The Robot Revolution and Jobs: “Humans Need Not Apply” (video)

It has been about five years since the publication of my 2009 book The Lights in the Tunnel: Automation, Accelerating Technology and the Economy of the Future, which argued that we are on the brink of a revolution in robotics and artificial intelligence that would put millions of jobs at risk—and quite possibly threaten our overall economic prosperity.  Over the next few years, I followed up with a series of posts both here and at Huffington Post, warning of a future unemployment crisis, the potential automation of low-wage fast food jobs as well as the higher-skill white collar jobs sought by college graduates, and the negative economic consequences of widespread automation.

For most of the five years that I have been writing on this subject, I’ve been a relatively lonely voice; the attention of both the public and economists has been focused elsewhere. Over the the past year or so, however, things have changed quite dramatically: deep concern about the robot revolution—and its impact on jobs—is going mainstream.

In September 2013, researchers at Oxford University conducted a study of over 700 occupations and found that jobs representing about 47 percent of total U.S. employment (or over 60 million jobs) are likely to be susceptible to automation within the next decade or two.  A separate study by a think tank in Brussels found that between 50 and 60 percent of jobs in most European nations could eventually be taken over by robots or algorithms.  More recently, a survey of experts by Pew Research found that the vast majority expect that “robotics and artificial intelligence will permeate wide segments of daily life by 2025,” and about half of those surveyed expected a significantly negative impact on jobs.
○ ○ ○
**The exercise:** Restate the article on automation and jobs from the words "In September 2013, researchers" through "impact on jobs.", renaming "robots" as "machines".

**Extracted information:**
○ ○ ○
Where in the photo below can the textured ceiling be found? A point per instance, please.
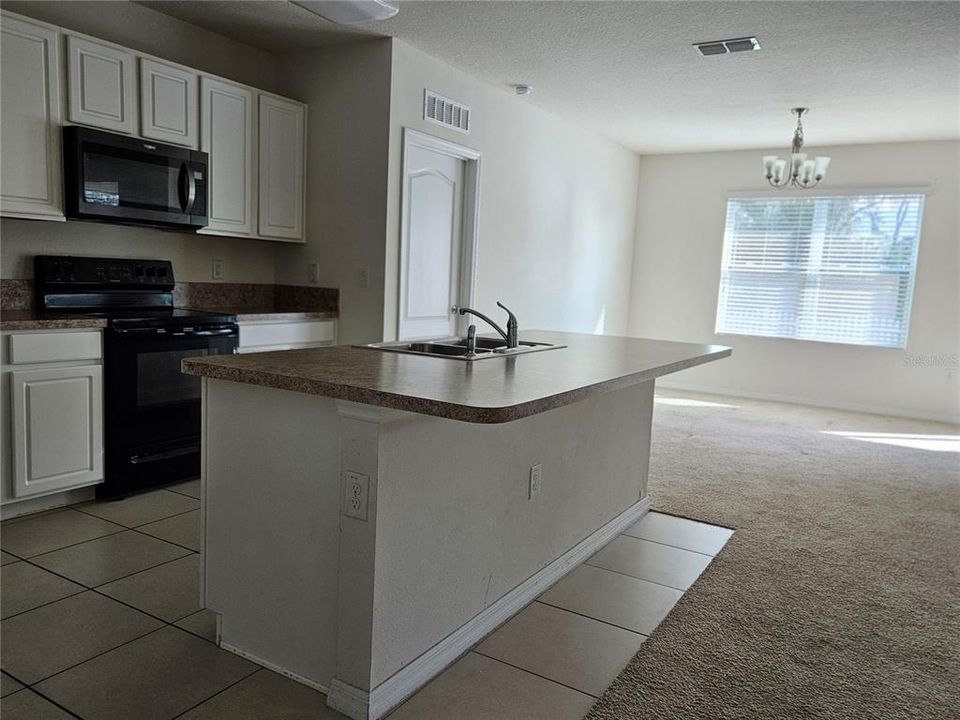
(869, 71)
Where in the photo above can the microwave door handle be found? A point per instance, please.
(188, 188)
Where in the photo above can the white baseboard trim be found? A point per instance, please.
(420, 671)
(349, 700)
(273, 666)
(794, 400)
(27, 506)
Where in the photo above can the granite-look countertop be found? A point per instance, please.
(42, 320)
(493, 390)
(288, 314)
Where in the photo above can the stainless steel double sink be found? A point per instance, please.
(455, 348)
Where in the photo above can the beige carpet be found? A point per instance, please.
(837, 596)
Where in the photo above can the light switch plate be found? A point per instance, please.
(356, 491)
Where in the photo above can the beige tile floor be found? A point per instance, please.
(102, 621)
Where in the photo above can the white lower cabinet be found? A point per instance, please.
(57, 428)
(52, 414)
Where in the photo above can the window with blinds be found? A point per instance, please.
(836, 268)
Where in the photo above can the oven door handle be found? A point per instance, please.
(138, 331)
(187, 188)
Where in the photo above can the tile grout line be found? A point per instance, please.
(83, 589)
(166, 625)
(219, 692)
(122, 528)
(675, 547)
(530, 672)
(134, 527)
(33, 685)
(27, 688)
(146, 534)
(600, 620)
(601, 567)
(106, 582)
(180, 493)
(81, 542)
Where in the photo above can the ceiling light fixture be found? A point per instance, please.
(350, 12)
(803, 173)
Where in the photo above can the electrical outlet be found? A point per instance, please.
(356, 490)
(536, 481)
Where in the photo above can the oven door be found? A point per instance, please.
(152, 410)
(115, 178)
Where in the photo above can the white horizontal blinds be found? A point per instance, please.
(834, 268)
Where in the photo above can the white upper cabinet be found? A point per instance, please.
(168, 103)
(31, 182)
(100, 85)
(281, 159)
(227, 135)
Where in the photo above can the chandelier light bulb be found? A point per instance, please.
(803, 173)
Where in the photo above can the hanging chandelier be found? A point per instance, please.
(802, 173)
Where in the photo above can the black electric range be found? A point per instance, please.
(151, 409)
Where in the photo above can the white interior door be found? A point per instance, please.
(431, 243)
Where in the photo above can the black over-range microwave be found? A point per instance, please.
(121, 179)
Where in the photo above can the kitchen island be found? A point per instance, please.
(368, 516)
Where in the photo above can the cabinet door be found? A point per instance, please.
(30, 164)
(168, 103)
(227, 135)
(281, 160)
(57, 428)
(100, 85)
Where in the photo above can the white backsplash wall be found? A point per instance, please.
(244, 261)
(680, 221)
(347, 88)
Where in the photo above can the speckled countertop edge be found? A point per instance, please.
(210, 368)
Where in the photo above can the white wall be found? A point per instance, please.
(557, 206)
(347, 88)
(680, 219)
(152, 32)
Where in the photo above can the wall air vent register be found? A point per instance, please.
(725, 47)
(446, 112)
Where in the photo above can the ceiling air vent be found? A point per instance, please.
(446, 112)
(723, 47)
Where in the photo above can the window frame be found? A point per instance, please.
(923, 190)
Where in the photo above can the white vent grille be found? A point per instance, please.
(446, 112)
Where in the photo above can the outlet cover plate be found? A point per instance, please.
(536, 481)
(356, 494)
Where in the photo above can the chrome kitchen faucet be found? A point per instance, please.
(511, 333)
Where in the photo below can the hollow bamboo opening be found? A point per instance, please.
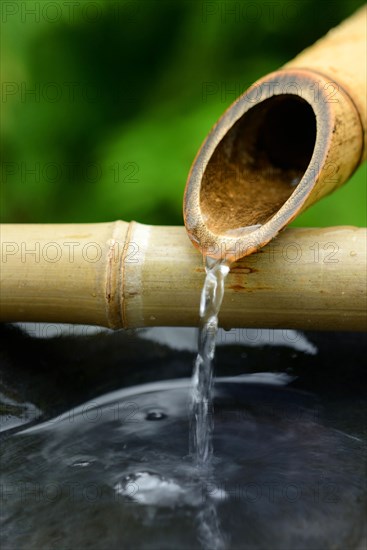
○ ○ ○
**Exercise answer:**
In September 2013, researchers at Oxford University conducted a study of over 700 occupations and found that jobs representing about 47 percent of total U.S. employment (or over 60 million jobs) are likely to be susceptible to automation within the next decade or two.  A separate study by a think tank in Brussels found that between 50 and 60 percent of jobs in most European nations could eventually be taken over by machines or algorithms.  More recently, a survey of experts by Pew Research found that the vast majority expect that “robotics and artificial intelligence will permeate wide segments of daily life by 2025,” and about half of those surveyed expected a significantly negative impact on jobs.